SELECTION:
_____
So this is our boost pressure being measured in kPa. So you can see that initially as soon as the driver goes through to full throttle, that's about where he's got to that there, and we come up, the engine RPM is still rising. We come up to about 6000 RPM and you can see we've only got 120 kPa there of manifold pressure. Now this is absolute, so 100 kPa is atmospheric pressure, this means we've only got 20 kPa of positive boost pressure. So for those who like to work in psi, around about three psi of boost pressure or a little bit less.

So absolutely nothing. Now if we had continued to just sit on a rev limiter there at 7300 RPM and full throttle, we probably wouldn't have ended up with a huge amount more boost than that, we might've settled at maybe five to 10 psi of boost, maybe a little bit less than that actually but certainly not enough to actually get the car to launch. So what we employ here is a launch control strategy where we retard the ignition timing quite dramatically. So our last group that's visible here is our ignition advance and that's what we can see in red. Now we can see that when the driver goes to full throttle, initially with our 120 kPa of inlet manifold pressure, we've got around about 6.8, seven degrees of ignition advance.

The white reference line that we have in this graph here is zero degrees of ignition advance. And what we can see is that our ignition advance actually retards. So it's occurring after top dead centre. So this is the key point. What we're doing is using a rev limiter that consists of an ignition cut limit, so the ECU is randomly cutting spark to individual cylinders in order to maintain our fixed launch rev limit of 7300 RPM.

So in conjunction with this, what we're ending up doing is the ECU is passing, or the engine is passing, cylinders full of unburned fuel and air out into the exhaust manifold and this is one of the key aspects of the rolling launch control strategy, or any launch control strategy with a turbocharged car. A combination of that combined with also massively retarding the ignition timing, so at its peak here, we can see our ignition timing's retarded to 8.5 degrees after TDC. What this does is it continues the combustion process on the cylinders where the spark is still present, far later into the engine cycle, and this has the benefit of then creating a burn that continues with the unburned fuel and air passing through into the exhaust manifold. This provides energy directly to the turbocharger. So it's sort of like a rally style anti lag, only this time it's happening when the driver is at wide open throttle.

So we can see that we end up with the driver reaching around about 220, to 240 kPa. So around about 1.4 bar, around about 20 psi of positive boost pressure, which for this combination is about the amount of boost pressure that we could maintain or could actually launch the car and get a really good standing start from. Now what we can see though as well, is that once the boost actually comes up and stabilises, it does move around a little bit in this point. But it is relatively stable and what we're actually doing here, hopefully you can see here, we're actually manipulating now both the boost control, which you can't see in these graphs, as well as the ignition advance or retard in order to control the boost pressure. So if we continue to use a large amount of ignition retard, what we're ending up doing is providing more and more energy to the turbocharger to help spool it.
_____
GOALS:
A. In the launch control text, substitute "RPM limiter" for "rev limiter" and write out everything from "So absolutely nothing." down to "seven degrees of ignition advance.".
B. According to the launch control text, at what engine speed is the fixed launch rev limit set?
C. Using the launch control text, explain why massively retarding the ignition timing helps build boost during a launch.

Dataset items
_____
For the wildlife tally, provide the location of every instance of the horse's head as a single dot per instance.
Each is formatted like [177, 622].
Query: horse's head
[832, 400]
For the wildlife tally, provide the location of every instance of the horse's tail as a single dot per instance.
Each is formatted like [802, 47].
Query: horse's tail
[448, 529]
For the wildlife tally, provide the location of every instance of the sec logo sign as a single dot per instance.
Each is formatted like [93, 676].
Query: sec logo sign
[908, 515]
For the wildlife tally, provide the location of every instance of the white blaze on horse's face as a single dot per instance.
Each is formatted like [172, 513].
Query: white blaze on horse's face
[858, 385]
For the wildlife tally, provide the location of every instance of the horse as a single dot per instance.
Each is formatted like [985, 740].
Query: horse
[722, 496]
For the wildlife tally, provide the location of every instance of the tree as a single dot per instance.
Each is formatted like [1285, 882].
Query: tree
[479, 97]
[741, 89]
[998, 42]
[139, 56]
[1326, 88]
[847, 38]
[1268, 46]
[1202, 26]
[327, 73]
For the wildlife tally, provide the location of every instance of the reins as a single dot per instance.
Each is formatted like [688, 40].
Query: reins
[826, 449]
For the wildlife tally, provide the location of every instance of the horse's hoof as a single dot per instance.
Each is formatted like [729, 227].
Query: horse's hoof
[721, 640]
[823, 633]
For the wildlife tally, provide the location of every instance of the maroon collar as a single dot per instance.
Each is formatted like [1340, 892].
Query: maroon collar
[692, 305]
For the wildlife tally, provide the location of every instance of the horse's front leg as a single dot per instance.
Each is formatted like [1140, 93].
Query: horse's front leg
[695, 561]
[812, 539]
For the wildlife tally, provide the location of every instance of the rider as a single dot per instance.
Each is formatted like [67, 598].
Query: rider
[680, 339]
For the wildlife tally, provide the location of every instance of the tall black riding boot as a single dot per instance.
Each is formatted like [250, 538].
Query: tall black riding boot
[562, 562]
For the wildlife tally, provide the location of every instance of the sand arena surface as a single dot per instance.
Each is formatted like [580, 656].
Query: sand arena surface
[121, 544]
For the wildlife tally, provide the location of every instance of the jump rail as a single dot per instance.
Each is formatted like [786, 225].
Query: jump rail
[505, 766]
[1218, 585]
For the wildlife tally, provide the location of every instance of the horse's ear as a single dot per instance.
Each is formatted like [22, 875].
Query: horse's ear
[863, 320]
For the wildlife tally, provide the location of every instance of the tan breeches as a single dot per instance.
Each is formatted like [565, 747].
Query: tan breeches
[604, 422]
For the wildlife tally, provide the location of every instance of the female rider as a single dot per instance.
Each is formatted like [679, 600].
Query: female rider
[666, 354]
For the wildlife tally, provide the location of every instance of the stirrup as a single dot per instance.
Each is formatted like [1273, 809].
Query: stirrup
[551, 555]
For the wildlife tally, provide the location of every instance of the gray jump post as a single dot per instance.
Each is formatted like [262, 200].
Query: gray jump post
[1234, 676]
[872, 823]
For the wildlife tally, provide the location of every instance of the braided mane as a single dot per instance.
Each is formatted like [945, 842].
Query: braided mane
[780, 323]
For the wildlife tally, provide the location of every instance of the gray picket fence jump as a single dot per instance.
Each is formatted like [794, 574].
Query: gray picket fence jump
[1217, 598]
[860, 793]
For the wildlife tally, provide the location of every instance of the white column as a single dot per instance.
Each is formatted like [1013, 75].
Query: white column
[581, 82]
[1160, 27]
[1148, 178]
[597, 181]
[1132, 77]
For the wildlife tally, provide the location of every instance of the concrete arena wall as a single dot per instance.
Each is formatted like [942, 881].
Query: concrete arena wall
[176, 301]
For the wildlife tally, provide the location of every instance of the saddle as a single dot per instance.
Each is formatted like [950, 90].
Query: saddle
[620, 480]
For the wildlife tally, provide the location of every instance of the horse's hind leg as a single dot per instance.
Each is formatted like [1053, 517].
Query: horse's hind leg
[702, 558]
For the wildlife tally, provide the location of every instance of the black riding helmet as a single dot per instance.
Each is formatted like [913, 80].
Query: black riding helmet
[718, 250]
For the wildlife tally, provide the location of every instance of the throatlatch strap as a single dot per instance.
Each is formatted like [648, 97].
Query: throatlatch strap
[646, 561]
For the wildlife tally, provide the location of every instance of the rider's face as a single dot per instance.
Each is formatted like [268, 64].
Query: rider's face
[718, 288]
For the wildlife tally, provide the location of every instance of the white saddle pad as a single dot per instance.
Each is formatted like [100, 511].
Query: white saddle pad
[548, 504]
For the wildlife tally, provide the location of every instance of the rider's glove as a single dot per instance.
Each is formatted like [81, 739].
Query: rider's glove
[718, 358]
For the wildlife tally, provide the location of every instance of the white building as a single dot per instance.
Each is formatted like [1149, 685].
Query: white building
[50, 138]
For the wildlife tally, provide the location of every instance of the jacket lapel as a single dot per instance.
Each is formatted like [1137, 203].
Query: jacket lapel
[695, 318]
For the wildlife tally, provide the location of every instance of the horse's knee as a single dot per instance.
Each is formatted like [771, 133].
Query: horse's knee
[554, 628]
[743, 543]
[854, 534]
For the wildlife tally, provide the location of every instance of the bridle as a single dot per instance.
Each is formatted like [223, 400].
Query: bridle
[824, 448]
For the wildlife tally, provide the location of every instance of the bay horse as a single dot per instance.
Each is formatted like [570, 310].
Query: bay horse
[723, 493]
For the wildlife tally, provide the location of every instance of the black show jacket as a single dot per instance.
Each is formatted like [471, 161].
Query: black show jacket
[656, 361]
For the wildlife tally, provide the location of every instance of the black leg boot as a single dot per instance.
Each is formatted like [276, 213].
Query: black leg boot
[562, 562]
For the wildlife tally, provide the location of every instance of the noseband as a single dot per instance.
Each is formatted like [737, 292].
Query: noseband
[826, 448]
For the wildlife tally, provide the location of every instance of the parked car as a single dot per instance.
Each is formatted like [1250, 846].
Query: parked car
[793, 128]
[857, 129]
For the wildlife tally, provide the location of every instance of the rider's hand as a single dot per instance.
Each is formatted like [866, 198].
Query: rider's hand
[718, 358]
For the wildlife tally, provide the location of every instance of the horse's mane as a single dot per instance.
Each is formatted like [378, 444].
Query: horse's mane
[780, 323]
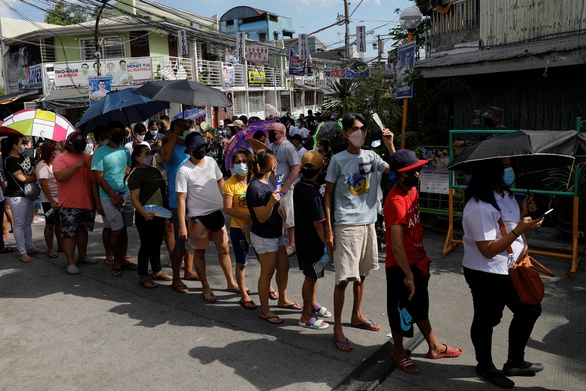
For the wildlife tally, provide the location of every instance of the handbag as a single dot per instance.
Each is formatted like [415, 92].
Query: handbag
[525, 274]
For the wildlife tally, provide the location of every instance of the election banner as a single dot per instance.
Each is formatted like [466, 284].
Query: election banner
[361, 38]
[303, 46]
[99, 86]
[257, 55]
[296, 64]
[405, 63]
[240, 44]
[182, 38]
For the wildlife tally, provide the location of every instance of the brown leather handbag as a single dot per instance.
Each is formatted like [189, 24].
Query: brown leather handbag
[525, 275]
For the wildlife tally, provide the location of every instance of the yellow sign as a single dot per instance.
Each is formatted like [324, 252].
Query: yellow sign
[256, 77]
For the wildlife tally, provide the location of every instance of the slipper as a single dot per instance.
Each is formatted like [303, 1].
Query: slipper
[179, 288]
[7, 249]
[249, 305]
[160, 276]
[370, 325]
[116, 272]
[237, 290]
[129, 266]
[24, 258]
[293, 306]
[405, 364]
[209, 297]
[35, 251]
[449, 352]
[314, 323]
[343, 346]
[320, 311]
[269, 319]
[148, 284]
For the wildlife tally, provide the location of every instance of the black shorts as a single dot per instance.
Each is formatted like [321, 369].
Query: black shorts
[403, 314]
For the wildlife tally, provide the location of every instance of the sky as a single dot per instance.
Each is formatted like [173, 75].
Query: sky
[308, 15]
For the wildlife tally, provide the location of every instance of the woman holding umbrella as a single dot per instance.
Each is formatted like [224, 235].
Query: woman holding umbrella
[486, 267]
[19, 170]
[147, 187]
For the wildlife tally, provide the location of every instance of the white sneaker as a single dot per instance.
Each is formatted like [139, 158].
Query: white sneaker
[72, 269]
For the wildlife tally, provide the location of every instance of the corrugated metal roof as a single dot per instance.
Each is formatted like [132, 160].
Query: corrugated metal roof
[486, 54]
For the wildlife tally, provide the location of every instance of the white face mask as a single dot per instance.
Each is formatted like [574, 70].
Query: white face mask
[357, 138]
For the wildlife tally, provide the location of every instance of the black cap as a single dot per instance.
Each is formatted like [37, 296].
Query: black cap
[405, 160]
_____
PER-TASK ANSWERS:
A.
So absolutely nothing. Now if we had continued to just sit on a RPM limiter there at 7300 RPM and full throttle, we probably wouldn't have ended up with a huge amount more boost than that, we might've settled at maybe five to 10 psi of boost, maybe a little bit less than that actually but certainly not enough to actually get the car to launch. So what we employ here is a launch control strategy where we retard the ignition timing quite dramatically. So our last group that's visible here is our ignition advance and that's what we can see in red. Now we can see that when the driver goes to full throttle, initially with our 120 kPa of inlet manifold pressure, we've got around about 6.8, seven degrees of ignition advance.

B. 7300 RPM.

C. Retarding the timing makes combustion in the cylinders that still have spark continue much later into the engine cycle. That burn carries on with the unburned fuel and air passed into the exhaust manifold, which provides energy directly to the turbocharger.